Stated exercise —
Copy each of the following lines character for character, changing nothing.
_ _ _
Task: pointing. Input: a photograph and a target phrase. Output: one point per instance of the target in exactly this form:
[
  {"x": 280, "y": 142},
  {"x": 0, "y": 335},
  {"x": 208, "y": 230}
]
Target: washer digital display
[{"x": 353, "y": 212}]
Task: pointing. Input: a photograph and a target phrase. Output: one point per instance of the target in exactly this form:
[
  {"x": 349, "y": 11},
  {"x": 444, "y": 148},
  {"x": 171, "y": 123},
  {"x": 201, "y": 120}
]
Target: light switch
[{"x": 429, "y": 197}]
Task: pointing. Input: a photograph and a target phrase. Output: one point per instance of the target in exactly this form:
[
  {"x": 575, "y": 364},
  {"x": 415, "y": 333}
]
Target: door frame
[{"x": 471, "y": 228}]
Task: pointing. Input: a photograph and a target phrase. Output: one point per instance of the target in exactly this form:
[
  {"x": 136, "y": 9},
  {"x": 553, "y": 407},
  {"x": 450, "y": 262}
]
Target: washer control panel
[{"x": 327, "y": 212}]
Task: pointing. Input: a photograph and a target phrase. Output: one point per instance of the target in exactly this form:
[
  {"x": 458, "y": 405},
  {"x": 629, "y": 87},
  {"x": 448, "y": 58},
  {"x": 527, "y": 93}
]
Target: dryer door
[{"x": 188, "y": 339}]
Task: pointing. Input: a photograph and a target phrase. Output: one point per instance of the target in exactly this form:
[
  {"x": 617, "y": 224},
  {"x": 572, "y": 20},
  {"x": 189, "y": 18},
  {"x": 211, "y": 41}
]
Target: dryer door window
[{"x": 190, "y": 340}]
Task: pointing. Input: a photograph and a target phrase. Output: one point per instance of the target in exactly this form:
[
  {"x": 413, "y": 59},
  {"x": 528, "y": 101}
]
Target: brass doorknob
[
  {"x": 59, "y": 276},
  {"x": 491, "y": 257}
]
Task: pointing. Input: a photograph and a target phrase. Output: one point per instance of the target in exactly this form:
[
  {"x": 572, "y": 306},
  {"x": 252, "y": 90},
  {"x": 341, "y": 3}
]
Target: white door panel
_ _ _
Task solution —
Task: pointing. Input: a photograph and a target phrase. Output: one point per instance of the target in exactly this form:
[
  {"x": 280, "y": 142},
  {"x": 0, "y": 335},
  {"x": 208, "y": 230}
]
Target: washer digital display
[{"x": 353, "y": 212}]
Task: pointing. Input: a photograph and a target phrase. Output: one point per instance of the target in exactly this form:
[
  {"x": 349, "y": 11},
  {"x": 444, "y": 148},
  {"x": 171, "y": 123},
  {"x": 201, "y": 120}
]
Target: light switch
[{"x": 429, "y": 197}]
Task: pointing. Input: a photograph and a target phrase. Output: one point per instance of the target in exactly this form:
[
  {"x": 575, "y": 364},
  {"x": 415, "y": 333}
]
Target: door frame
[{"x": 471, "y": 228}]
Task: pointing. Input: a photograph and a target phrase. Output: one point per instance of the target in exactly this form:
[
  {"x": 136, "y": 9},
  {"x": 553, "y": 407},
  {"x": 450, "y": 262}
]
Target: washer control panel
[{"x": 327, "y": 212}]
Task: pointing. Input: a photograph and a target phrase. Output: one point per instance of the target in exactly this form:
[
  {"x": 458, "y": 405},
  {"x": 629, "y": 87},
  {"x": 448, "y": 58},
  {"x": 527, "y": 93}
]
Target: dryer door
[{"x": 188, "y": 339}]
Task: pointing. Input: a photograph and a target phrase. Output: one point per instance of the target in exactly this form:
[
  {"x": 617, "y": 224},
  {"x": 572, "y": 20},
  {"x": 189, "y": 18},
  {"x": 211, "y": 41}
]
Target: dryer door window
[{"x": 190, "y": 340}]
Task: pointing. Input: a photograph and a target phrase. Output: one point per instance of the target in exactly this form:
[
  {"x": 413, "y": 59},
  {"x": 528, "y": 101}
]
Target: brass doorknob
[
  {"x": 59, "y": 276},
  {"x": 491, "y": 257}
]
Task: pointing. Input: a photograph and a target phrase. Output: one point per instance of the target in exactly this form:
[
  {"x": 572, "y": 306},
  {"x": 252, "y": 90},
  {"x": 341, "y": 3}
]
Target: white door panel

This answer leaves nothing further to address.